## MATERIAL ERKUNDEN
**a.** Wer nennt den Kaiser laut dem Textauszug das Spiegelbild derer, die sich über ihn aufregen?
**b.** Schreiben Sie aus dem Textauszug den Abschnitt ab, der mit „Die nationale Hochstimmung“ beginnt und bis einschließlich „vom Parlament gewählt.“ reicht.

## TEXTAUSZUG
Die nationale Hochstimmung der Bevölkerung mag sogar den Staatsgründer selbst überrascht haben. Gerade die öffentliche Meinung hat einen derartigen Druck auf die Kabinette der süddeutschen Staaten ausgeübt, dass der Zusammenschluss mit dem Norddeutschen Bund geradezu alternativlos erschien. Das von Bismarck geschaffene Reich war das erste geeinte Deutschland, aber es war ein Fürstenbund, nicht das Volk war der Souverän, die Reichs-Regierung wurde nicht vom Parlament gewählt.

* *Die Deutschen I - Wilhelm und die Welt"
Film von Ricarda Schlosshan

"Zu Großem sind wir noch bestimmt, und herrlichen Tagen führe ich Euch entgegen", verkündet der junge Hohenzollern-Kaiser Wilhelm II. 1892 - zu Beginn der Epoche, die später nach ihm benannt wird. Er entpuppt sich als prunksüchtiger Monarch, selbstverliebt und betont forsch. Für die Mehrheit des deutschen Bürgertums aber wird er zum Sinnbild eigenen Strebens nach Glanz und Größe.
Der Liberale Friedrich Naumann meint gar: "Dieser Kaiser, über den ihr euch aufregt, ist euer Spiegelbild!" Die Fassade von Pickelhauben und Paraden ist symptomatisch für die "verspätete Nation". Der Pomp überspielt vieles. Die "innere" Einigung Deutschlands ist ins Stocken geraten, der junge Staat bleibt in sich gespalten. Alte territoriale wie konfessionelle Gegensätze bieten Konfliktstoff, im industriellen Aufschwung tun sich tiefe soziale Gräben auf. Der Reichstag, allen voran die stark anwachsende Sozialdemokratie, fordert mit der Zeit ein Ende des "persönlichen Regiments" Wilhelms II.

## EINTRÄGE IM DATENSATZ
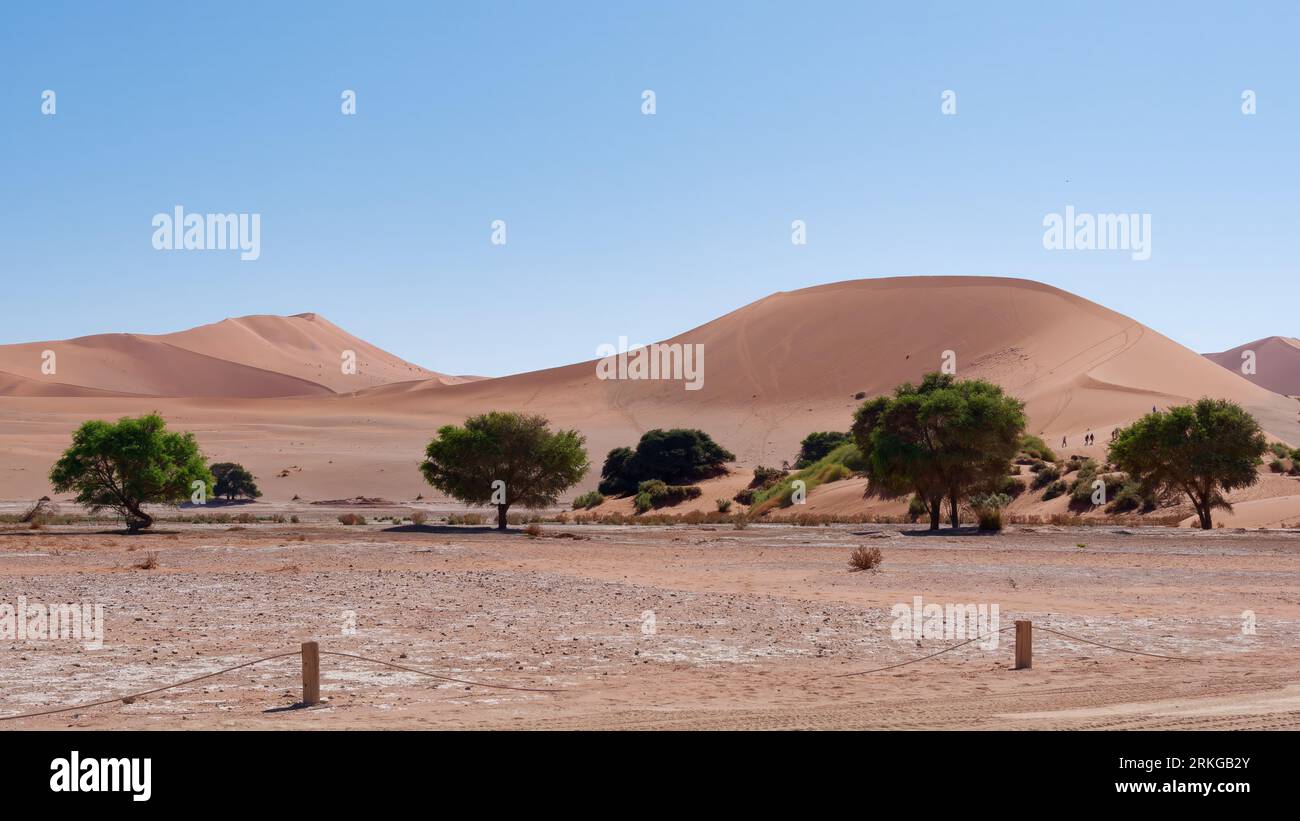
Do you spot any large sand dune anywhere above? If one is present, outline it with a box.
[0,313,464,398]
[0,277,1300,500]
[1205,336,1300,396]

==

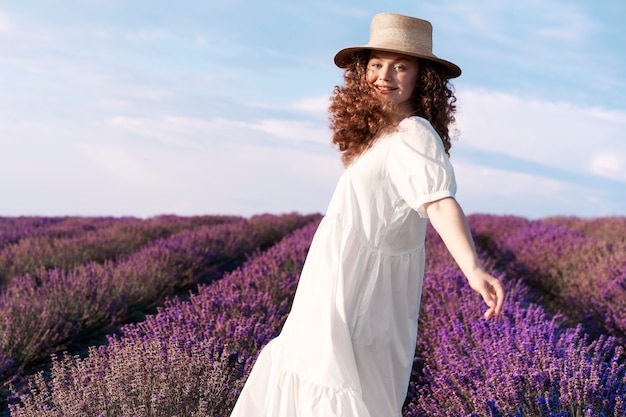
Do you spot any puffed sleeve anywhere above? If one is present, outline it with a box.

...

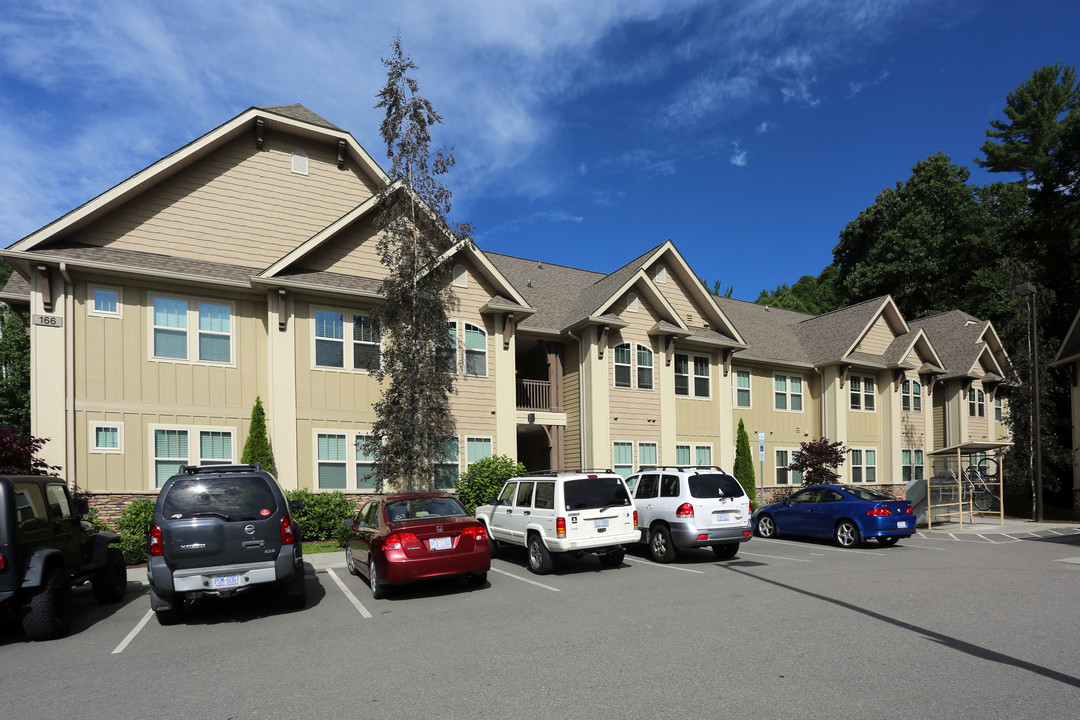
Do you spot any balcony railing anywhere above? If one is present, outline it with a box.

## ERWARTETE ERGEBNISSE
**a.** Der Liberale Friedrich Naumann.

**b.**
Die nationale Hochstimmung der Bevölkerung mag sogar den Staatsgründer selbst überrascht haben. Gerade die öffentliche Meinung hat einen derartigen Druck auf die Kabinette der süddeutschen Staaten ausgeübt, dass der Zusammenschluss mit dem Norddeutschen Bund geradezu alternativlos erschien. Das von Bismarck geschaffene Reich war das erste geeinte Deutschland, aber es war ein Fürstenbund, nicht das Volk war der Souverän, die Reichs-Regierung wurde nicht vom Parlament gewählt.